BEGIN Exercise material

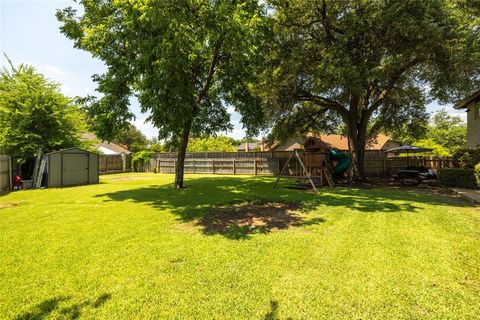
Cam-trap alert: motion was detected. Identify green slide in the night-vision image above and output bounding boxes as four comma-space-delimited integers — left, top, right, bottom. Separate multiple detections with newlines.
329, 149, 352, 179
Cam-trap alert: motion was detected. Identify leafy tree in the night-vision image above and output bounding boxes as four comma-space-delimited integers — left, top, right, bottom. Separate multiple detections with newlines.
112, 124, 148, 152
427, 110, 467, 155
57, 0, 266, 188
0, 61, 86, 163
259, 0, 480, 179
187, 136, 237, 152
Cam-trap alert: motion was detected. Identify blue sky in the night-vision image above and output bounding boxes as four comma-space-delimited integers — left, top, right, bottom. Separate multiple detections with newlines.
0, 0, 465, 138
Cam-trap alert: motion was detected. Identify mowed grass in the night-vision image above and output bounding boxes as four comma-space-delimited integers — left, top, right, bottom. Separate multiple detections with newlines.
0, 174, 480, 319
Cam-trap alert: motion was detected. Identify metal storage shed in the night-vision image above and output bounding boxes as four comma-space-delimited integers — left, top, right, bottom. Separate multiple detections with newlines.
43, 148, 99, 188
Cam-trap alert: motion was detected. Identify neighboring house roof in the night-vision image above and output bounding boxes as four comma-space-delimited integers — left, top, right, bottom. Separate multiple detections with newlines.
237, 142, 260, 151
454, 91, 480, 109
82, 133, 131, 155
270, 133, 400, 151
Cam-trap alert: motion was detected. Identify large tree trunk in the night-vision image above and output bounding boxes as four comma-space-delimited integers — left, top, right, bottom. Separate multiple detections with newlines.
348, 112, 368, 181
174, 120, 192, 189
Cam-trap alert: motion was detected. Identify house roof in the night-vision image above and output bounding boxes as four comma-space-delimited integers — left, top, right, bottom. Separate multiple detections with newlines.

END Exercise material

## Task
Copy the material from the line with "Cam-trap alert: motion was detected. Identify mowed" through the end of the material, swapping "night-vision" for "thermal" and leaving everything else unchanged.

## Completed task
Cam-trap alert: motion was detected. Identify mowed grass in the thermal image above and output bounding boxes as four comma-space-delimited integers — left, top, right, bottom. Separate multiple detections with newlines.
0, 174, 480, 319
Cam-trap alert: motion was detected. Identify metal storage shed in the thermal image above and output bounding boxes as four comma-space-delimited integers — left, top, right, bottom. Separate multiple detections with newlines.
43, 148, 99, 188
Cam-trap alert: motion was detected. Identify neighboring house roof in the thermal image above and output bounding boxes as four comma-space-delimited integers — left, top, right, bottom. Separate multiple detections with newlines.
237, 142, 260, 151
454, 91, 480, 109
82, 133, 131, 155
270, 133, 400, 151
Cam-trap alert: motion was detected. Identify large tree trunk in the thermal image above and output bounding boxes as four comma-space-delimited integers — left, top, right, bottom. Separate multiple detections with newlines.
348, 112, 368, 181
174, 120, 192, 189
Cam-trap alert: motion was detected. Identify house roof in the thermal image above and output bounding boxes as four comma-space-delimited integers — left, top, right, bottom. Separate multiple detections with newlines.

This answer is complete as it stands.